:: Try it ::
Find the word "wall" in the listing below. Copy every line that has it.

:: Data to process ::
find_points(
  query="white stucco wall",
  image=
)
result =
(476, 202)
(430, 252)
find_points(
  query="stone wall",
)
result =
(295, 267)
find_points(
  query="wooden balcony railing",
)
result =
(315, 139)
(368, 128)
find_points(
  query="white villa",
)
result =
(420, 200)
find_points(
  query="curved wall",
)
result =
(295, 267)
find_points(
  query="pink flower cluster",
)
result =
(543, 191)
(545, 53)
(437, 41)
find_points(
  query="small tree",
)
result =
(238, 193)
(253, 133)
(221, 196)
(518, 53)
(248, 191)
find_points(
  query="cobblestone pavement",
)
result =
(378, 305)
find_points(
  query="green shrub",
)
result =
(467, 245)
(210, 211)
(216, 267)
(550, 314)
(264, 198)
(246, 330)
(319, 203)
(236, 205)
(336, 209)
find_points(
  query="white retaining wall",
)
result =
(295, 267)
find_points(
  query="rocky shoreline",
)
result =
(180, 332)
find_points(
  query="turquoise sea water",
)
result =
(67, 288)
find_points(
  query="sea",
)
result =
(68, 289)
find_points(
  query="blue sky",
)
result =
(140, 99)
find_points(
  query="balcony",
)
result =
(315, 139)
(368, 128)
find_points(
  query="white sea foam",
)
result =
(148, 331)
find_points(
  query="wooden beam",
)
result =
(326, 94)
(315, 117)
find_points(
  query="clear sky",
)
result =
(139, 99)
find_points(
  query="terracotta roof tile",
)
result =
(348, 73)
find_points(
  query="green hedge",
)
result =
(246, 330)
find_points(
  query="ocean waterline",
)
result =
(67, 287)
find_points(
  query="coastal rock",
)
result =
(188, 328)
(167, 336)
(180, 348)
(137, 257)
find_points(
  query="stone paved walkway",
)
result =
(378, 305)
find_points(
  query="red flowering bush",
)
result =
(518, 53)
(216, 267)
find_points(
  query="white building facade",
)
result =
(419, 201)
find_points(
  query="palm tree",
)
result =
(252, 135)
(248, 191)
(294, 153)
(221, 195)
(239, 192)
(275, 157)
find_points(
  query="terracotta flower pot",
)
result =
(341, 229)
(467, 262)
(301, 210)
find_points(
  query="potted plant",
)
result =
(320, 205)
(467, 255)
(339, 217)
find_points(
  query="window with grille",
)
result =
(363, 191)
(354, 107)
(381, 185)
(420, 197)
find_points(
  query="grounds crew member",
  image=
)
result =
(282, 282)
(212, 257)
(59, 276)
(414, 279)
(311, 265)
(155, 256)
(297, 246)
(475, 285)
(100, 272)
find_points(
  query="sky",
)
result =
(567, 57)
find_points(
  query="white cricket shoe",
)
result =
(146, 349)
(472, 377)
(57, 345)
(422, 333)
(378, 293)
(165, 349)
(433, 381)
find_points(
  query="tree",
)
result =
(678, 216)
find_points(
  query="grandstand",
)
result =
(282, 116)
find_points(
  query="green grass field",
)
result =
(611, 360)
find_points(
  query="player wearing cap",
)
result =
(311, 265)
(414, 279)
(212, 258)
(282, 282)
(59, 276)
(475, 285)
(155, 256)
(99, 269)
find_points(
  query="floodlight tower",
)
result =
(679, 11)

---

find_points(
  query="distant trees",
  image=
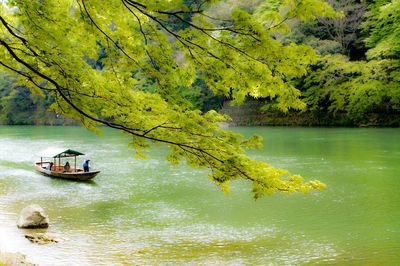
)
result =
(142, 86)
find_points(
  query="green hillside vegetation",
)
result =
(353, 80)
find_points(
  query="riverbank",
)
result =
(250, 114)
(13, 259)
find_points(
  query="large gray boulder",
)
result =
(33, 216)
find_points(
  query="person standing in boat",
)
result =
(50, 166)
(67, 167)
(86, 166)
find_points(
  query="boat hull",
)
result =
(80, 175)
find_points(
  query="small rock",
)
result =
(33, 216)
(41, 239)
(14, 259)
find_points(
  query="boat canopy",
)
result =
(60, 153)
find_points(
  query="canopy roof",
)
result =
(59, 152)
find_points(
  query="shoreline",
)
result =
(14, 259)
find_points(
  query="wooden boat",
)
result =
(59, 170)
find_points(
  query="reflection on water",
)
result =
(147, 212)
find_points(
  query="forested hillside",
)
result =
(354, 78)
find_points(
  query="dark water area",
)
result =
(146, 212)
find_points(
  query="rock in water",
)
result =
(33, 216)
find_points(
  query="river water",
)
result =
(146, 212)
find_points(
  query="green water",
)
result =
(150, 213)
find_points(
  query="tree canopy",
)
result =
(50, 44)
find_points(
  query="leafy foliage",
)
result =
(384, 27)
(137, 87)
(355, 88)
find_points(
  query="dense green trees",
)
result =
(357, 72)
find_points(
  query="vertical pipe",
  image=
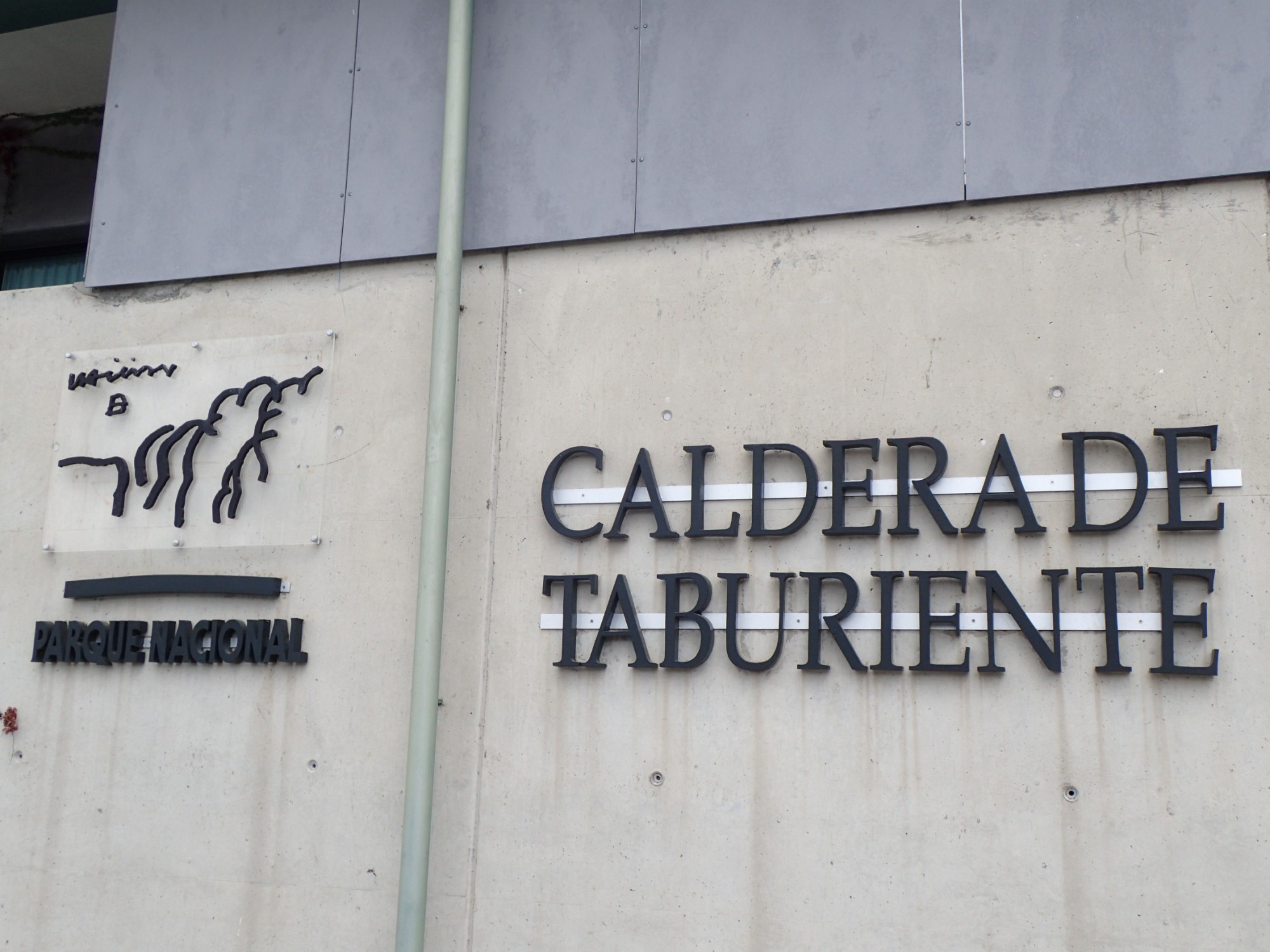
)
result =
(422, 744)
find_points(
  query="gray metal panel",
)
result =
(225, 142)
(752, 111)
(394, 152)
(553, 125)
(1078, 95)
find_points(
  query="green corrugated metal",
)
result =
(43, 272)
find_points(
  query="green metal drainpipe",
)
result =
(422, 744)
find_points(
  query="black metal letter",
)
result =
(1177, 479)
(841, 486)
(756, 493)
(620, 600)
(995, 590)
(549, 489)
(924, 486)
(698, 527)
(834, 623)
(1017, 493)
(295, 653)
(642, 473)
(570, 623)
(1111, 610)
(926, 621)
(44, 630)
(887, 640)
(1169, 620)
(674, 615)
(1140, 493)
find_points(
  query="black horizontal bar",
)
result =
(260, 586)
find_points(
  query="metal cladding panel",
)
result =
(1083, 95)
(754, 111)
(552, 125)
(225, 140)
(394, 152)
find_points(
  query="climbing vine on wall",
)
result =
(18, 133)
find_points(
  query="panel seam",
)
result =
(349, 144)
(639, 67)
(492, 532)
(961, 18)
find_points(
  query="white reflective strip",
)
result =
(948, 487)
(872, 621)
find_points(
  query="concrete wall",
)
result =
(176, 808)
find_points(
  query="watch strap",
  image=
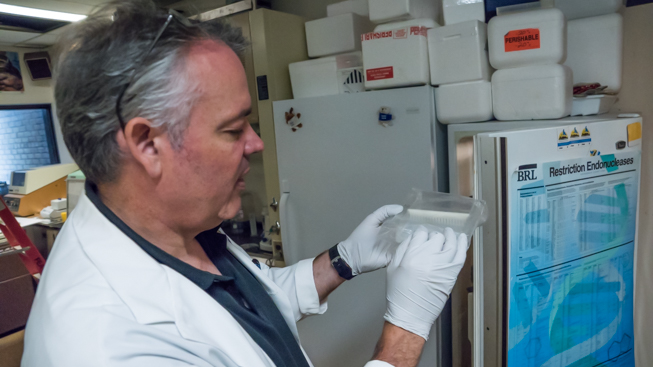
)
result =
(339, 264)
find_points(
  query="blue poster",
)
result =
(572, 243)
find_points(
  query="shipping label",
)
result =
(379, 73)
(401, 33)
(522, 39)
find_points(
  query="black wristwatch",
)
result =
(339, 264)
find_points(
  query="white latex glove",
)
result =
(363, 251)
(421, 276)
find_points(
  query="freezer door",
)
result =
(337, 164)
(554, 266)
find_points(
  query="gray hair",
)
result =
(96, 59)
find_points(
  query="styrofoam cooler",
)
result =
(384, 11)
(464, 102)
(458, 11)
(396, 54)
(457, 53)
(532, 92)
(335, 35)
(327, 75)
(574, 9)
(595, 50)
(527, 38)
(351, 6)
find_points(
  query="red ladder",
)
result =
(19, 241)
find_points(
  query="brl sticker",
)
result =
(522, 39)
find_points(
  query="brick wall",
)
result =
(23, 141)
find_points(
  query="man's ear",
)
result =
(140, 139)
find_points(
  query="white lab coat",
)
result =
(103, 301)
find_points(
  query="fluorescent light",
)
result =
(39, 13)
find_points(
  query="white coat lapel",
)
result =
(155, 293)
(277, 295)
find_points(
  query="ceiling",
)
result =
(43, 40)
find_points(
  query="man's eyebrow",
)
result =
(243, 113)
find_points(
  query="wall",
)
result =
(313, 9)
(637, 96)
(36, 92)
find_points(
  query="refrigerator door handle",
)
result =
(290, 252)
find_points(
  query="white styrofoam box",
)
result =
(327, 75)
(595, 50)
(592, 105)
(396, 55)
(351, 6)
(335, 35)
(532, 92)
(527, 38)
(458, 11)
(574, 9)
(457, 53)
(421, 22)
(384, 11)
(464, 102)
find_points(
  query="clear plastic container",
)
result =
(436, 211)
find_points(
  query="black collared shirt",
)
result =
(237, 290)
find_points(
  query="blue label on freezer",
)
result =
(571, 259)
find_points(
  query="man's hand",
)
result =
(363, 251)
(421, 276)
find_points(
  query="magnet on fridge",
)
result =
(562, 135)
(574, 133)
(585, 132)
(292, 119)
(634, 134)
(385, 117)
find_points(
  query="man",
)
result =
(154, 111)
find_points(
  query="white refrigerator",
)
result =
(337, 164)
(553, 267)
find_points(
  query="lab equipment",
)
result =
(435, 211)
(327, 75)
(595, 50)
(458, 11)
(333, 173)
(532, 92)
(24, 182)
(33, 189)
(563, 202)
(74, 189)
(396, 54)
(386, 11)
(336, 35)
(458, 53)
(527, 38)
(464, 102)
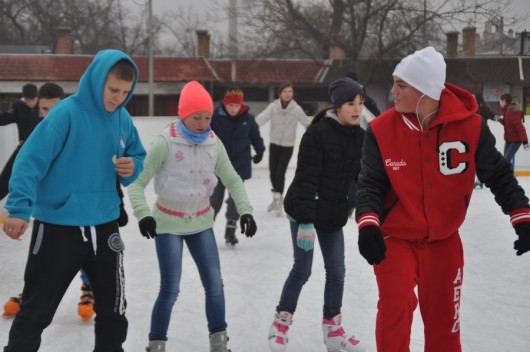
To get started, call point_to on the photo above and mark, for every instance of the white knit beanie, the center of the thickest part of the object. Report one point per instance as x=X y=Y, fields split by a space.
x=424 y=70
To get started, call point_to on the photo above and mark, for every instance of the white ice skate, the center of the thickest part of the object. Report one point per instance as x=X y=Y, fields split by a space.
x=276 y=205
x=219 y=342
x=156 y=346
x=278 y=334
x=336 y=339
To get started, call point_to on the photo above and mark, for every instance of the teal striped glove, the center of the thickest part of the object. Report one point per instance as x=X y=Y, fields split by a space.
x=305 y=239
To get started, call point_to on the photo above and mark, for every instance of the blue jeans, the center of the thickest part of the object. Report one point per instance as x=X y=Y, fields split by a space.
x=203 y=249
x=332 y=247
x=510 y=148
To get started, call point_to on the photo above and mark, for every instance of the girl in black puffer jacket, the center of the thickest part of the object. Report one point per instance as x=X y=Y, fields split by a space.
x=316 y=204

--

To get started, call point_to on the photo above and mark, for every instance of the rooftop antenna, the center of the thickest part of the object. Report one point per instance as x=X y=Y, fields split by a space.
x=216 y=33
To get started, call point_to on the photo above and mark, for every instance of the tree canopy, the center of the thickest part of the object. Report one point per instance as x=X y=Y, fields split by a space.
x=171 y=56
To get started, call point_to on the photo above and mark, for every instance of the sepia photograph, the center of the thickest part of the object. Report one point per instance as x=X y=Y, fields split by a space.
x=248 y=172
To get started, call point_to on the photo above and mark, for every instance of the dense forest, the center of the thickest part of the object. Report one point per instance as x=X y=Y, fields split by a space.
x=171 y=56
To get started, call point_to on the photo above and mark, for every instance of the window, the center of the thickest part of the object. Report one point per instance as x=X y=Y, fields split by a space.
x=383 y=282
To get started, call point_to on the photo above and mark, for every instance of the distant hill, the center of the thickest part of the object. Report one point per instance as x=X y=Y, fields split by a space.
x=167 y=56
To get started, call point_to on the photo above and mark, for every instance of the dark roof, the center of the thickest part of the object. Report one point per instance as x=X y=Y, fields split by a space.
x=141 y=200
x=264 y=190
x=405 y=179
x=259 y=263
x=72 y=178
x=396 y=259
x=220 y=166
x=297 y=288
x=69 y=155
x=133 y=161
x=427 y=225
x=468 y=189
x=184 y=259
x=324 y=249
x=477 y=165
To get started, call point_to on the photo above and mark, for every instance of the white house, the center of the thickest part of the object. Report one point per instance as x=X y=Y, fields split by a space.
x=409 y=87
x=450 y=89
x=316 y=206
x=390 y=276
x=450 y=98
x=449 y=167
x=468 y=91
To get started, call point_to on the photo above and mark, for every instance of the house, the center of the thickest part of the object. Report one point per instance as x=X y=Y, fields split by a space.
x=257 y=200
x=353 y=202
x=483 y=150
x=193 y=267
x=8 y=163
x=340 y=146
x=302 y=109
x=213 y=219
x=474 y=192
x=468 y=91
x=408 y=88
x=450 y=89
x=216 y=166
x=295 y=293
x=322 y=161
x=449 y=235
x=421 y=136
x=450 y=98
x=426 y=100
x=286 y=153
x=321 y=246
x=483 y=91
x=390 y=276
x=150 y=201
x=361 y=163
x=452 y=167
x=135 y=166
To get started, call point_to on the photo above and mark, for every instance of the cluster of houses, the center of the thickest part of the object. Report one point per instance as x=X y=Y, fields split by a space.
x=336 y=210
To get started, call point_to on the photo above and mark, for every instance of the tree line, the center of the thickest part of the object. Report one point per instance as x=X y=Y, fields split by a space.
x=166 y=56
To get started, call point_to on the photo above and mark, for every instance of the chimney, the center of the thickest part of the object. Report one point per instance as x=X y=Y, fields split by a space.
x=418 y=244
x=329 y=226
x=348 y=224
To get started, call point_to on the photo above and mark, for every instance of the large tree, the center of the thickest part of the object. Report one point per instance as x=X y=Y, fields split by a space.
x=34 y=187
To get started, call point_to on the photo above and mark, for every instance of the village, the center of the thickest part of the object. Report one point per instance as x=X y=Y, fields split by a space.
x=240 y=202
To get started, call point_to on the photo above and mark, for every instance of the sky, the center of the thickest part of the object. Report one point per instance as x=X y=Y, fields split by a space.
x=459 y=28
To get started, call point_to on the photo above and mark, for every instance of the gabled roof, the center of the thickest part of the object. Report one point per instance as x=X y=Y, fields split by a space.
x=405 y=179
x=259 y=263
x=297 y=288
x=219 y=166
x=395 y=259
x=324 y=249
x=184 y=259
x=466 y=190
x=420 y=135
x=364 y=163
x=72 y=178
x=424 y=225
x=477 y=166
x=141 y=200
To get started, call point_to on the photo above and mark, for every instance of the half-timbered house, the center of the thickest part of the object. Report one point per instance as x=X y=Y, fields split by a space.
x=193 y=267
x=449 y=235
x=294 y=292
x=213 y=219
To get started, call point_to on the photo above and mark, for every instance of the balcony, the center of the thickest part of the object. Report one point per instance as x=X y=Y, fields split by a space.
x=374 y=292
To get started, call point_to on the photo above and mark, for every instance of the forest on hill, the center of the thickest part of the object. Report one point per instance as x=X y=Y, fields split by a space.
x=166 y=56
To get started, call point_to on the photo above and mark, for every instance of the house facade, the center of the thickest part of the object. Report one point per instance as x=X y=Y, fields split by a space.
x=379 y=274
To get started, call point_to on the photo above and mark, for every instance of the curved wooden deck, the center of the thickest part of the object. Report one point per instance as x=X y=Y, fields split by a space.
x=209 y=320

:: Response to the exercise ::
  query="white stucco wall",
  query="stone wall",
  query="curved wall",
  query="white retaining wall",
  query="climbing vine on wall",
  query="concrete wall",
  query="brick wall",
  query="wall",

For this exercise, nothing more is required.